Aufgabenstellung
Wie geht der Text über die Burg Arras nach seinem letzten Satz weiter? Schreiben Sie die Fortsetzung.

Textauszug
══════════════════════════════

Auf der Plattform des Bergfrieds angekommen, eröffnet sich eine fantastische Sicht auf die Landschaft drumherum. „Von hier aus sehen wir alles, was die Region zu bieten hat”, erklärt der Burgherr. Der Blick auf das Alftal bis hin zur Mosel, über den Kondelwald, die Eifel und den Hunsrück ist wirklich einmalig. Alles grünt und dazu diese Stille. Wer abschalten will, ist hier richtig.
Infos zur Burg Arras
Adresse: Hotel Burg Arras, 56859 Alf, Tel.: 06542/222 75
Mail: keuthen@arras.de, www.arras.de.
Anfahrt und parken: Adresse fürs Navi: Wittlicher Str. 1. Vom kostenlosen Parkplatz geht’s zur Burg gut 600 Meter steil bergauf. Für jemand, der nicht gut zu Fuß unterwegs ist, ist der Aufstieg durchaus beschwerlich.

══════════════════════════════

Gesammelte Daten
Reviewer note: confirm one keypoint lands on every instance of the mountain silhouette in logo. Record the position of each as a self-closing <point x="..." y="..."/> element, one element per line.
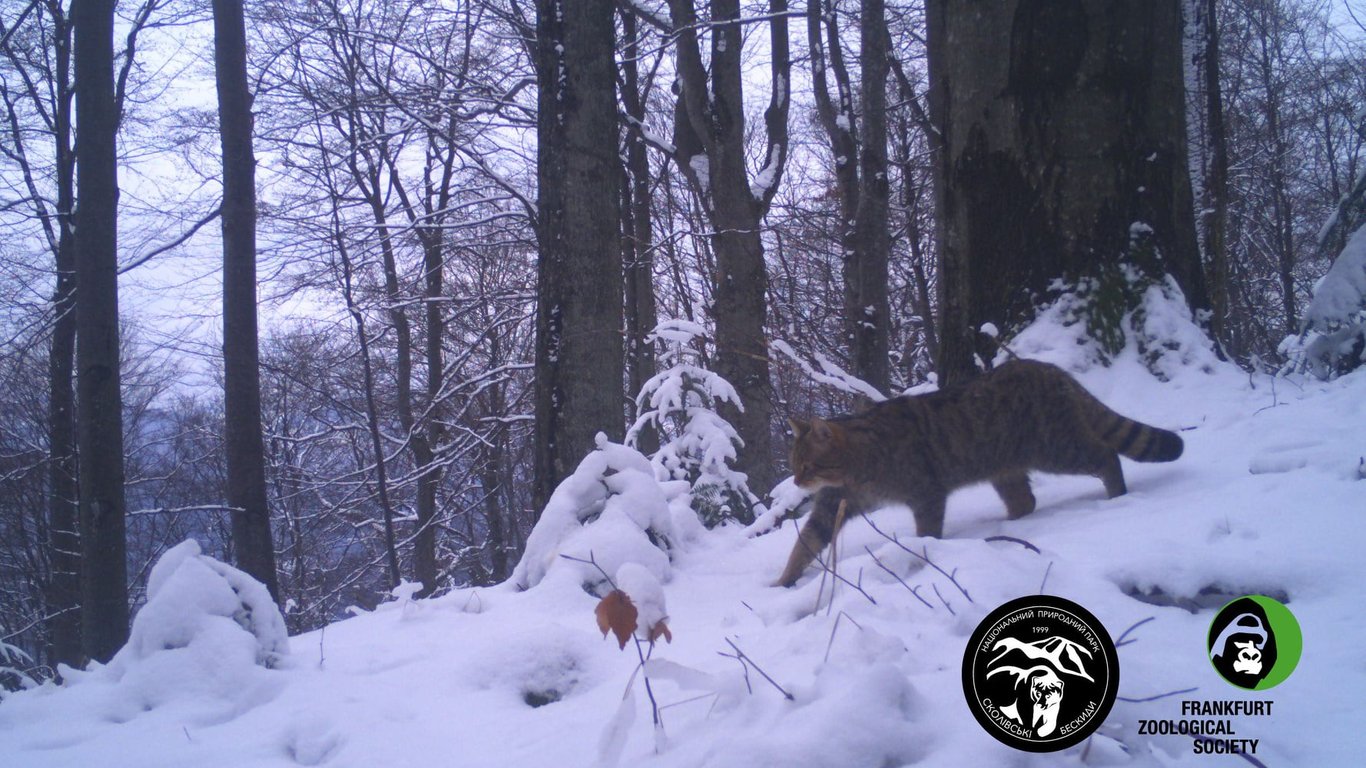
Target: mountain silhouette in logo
<point x="1037" y="671"/>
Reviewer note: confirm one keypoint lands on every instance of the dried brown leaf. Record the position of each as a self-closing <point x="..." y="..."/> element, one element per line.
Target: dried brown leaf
<point x="616" y="614"/>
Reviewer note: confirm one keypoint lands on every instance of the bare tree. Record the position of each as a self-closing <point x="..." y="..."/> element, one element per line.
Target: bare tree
<point x="1064" y="156"/>
<point x="252" y="540"/>
<point x="104" y="604"/>
<point x="579" y="350"/>
<point x="711" y="151"/>
<point x="861" y="172"/>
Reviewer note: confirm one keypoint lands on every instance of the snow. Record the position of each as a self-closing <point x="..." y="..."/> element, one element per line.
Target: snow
<point x="611" y="510"/>
<point x="1268" y="498"/>
<point x="1335" y="320"/>
<point x="1342" y="290"/>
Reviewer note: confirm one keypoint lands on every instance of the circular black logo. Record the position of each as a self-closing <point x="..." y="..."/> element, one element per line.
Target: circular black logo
<point x="1040" y="674"/>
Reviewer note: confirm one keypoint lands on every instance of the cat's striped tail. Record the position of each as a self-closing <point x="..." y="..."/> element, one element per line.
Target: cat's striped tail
<point x="1135" y="439"/>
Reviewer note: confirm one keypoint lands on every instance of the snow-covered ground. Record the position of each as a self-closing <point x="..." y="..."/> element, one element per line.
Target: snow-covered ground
<point x="1269" y="498"/>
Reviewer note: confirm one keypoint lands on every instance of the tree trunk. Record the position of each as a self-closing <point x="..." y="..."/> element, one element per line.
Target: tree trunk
<point x="63" y="503"/>
<point x="1064" y="155"/>
<point x="579" y="349"/>
<point x="709" y="137"/>
<point x="252" y="540"/>
<point x="1216" y="178"/>
<point x="104" y="604"/>
<point x="637" y="235"/>
<point x="861" y="179"/>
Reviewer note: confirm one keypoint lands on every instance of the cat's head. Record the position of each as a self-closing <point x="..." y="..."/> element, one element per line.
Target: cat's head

══════════════════════════════

Endgültige Antwort
Für Menschen mit Behinderung ist die Anfahrt direkt vor die Burg aber möglich, obwohl die wenige Parkplätze (kostenpflichtig) normalerweise den Hotelgästen vorbehalten sind.
Restaurant Zum letzten Ritter: Geöffnet ab 17.30 Uhr. Abendessen nur mit (auch kurzfristiger) Tischreservierung.
Öffnungszeiten Museums: Montag bis Freitag, 10 bis 18 Uhr, Sa/So: 9 bis 18 Uhr. Eintrittspreise: Erwachsene: 6 €, Kinder 6 bis 10 J.: 3 €.
Im Januar und Februar geschlossen.
Und wenn man schon mal da ist …
Sehenswertes bei Burg Arras
Der Aussichtsturm auf dem Prinzenkopf. Von der Burg Arras gelangt man nach einer Wanderung durch den Wald zum Prinzenkopfturm. Von seiner Plattform hat man den Zeller Hamm im Visier, eine Besonderheit in der Welt der Schleifen. Der Blick schweift über die Marienburg, die Burg Arras, bis hin zum Calmont.
Denn zwischen Alf und Pünderich braucht die Mosel knapp 14 Kilometer, um den Bergkamm zu umfließen. Dabei liegen die beiden Enden der Schleife nur knapp 400 Meter voneinander entfernt.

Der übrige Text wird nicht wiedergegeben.